## TASK REQUIREMENTS:
Carry on the piece about Obama's gay marriage stance, picking up right after its last sentence.

## SELECTED EXTRACT:
— begin —

Obama’s ‘New’ Gay Marriage Stance Is Dick Cheney’s

MEDIA ROOTS — In a 2004 campaign stop for George W. Bush, former vice president and war criminal Dick Cheney was asked what he thought about same sex couples. He responded with the following:

“Lynne and I have a gay daughter, so it’s an issue our family is very familiar with….With the respect to the question of relationships, my general view is freedom means freedom for everyone. … People ought to be free to enter into any kind of relationship they want to…..The question that comes up with the issue of marriage is what kind of official sanction or approval is going to be granted by government? Historically, that’s been a relationship that has been handled by the states. The states have made that fundamental decision of what constitutes a marriage.”

In 2004, Obama took a similar position when he was an Illinois state senator.  However, his position changed when he began his presidential bid in 2007.  Obama’s stance ‘evolved’ into a wishy-washy proclamation of the acceptance of same-sex couples while refraining from classifying it as traditional marriage.  Over the years, Obama’s ‘faith’ played more of a factor.

— end —

[Stored data]

— begin —

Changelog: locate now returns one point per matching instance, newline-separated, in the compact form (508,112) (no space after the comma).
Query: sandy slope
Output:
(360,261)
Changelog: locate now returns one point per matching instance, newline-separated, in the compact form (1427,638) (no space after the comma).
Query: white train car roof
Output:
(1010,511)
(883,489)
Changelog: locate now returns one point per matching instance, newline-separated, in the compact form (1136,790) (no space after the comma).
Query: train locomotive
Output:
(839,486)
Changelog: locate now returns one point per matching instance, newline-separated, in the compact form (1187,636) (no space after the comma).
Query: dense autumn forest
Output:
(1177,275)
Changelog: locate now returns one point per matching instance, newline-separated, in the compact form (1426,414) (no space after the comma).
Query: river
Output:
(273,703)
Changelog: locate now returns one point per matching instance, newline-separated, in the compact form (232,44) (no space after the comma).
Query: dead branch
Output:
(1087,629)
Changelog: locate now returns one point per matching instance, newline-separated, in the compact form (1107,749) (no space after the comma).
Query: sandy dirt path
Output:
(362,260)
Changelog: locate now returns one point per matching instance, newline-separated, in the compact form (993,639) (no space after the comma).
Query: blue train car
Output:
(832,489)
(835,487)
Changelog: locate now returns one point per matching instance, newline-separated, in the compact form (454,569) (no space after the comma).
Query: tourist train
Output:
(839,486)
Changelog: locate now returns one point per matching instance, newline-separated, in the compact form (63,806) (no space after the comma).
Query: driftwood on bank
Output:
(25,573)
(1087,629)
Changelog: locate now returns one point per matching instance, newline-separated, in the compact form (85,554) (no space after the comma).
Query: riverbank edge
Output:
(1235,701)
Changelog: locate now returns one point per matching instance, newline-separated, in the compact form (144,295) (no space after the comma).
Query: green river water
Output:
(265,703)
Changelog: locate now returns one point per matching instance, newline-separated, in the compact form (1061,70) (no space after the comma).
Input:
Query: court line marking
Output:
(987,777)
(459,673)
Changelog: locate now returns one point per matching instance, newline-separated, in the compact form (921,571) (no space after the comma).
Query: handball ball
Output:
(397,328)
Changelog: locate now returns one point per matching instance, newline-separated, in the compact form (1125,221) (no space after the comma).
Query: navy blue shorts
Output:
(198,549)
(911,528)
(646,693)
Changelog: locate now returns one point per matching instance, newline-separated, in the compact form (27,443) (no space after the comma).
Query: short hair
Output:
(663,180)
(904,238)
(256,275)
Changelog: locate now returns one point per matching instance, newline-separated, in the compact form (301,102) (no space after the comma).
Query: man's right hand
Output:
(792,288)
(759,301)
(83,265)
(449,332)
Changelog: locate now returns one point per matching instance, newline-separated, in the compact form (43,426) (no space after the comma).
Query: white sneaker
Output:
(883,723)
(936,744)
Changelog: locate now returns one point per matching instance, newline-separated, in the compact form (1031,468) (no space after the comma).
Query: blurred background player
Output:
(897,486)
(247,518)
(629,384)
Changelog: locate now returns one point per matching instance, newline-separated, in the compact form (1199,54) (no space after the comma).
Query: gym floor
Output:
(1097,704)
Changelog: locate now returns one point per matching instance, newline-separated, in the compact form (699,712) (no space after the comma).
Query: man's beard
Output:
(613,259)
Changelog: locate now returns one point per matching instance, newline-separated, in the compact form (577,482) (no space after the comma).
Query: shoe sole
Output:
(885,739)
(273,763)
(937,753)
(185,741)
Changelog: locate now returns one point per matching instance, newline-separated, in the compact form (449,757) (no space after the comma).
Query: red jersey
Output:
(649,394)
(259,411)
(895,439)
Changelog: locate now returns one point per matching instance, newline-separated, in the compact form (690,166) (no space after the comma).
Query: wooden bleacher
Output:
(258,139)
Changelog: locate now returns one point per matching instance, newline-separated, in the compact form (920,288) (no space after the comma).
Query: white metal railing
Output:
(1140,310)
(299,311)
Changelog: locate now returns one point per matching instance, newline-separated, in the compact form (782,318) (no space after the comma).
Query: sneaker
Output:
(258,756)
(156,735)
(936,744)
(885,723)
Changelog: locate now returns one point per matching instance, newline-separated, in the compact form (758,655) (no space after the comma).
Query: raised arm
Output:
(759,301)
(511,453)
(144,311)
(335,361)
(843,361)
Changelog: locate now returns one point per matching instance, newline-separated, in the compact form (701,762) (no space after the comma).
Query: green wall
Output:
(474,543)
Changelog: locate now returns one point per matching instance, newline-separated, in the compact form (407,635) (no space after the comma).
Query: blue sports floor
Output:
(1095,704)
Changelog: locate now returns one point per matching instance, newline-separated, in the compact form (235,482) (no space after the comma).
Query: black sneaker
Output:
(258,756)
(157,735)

— end —

## RESPONSE TO THE TASK:
“I’m not in favor of gay marriage. I’m in favor of civil unions.” –Obama, 2007

“I believe that marriage is the union between a man and a woman. I’m not somebody who promotes same-sex marriage.” –Obama, 2008

To the surprise of many, he just reversed his position to officially endorse same sex marriage in an ABC news interview—this time as sitting president.  It is a curiously timed announcement, right at the beginning of his re-election campaign.  Could it be in part an attempt to gain back some of the liberal base he lost with his first term continuation of Bush policies?

Some gay advocacy groups say that if they hadn’t put continuous pressure on the president about the issue, that nothing would have been accomplished, and Obama would continue to remain ‘unsure.’  If this is indeed the case, it points to the need for every activist group to continue putting pressure on Obama.  Instead of taking a ‘hands off’ approach to ensure the safety of his second term and hoping that only then will he create change, they should be actively lobbying to him for their cause.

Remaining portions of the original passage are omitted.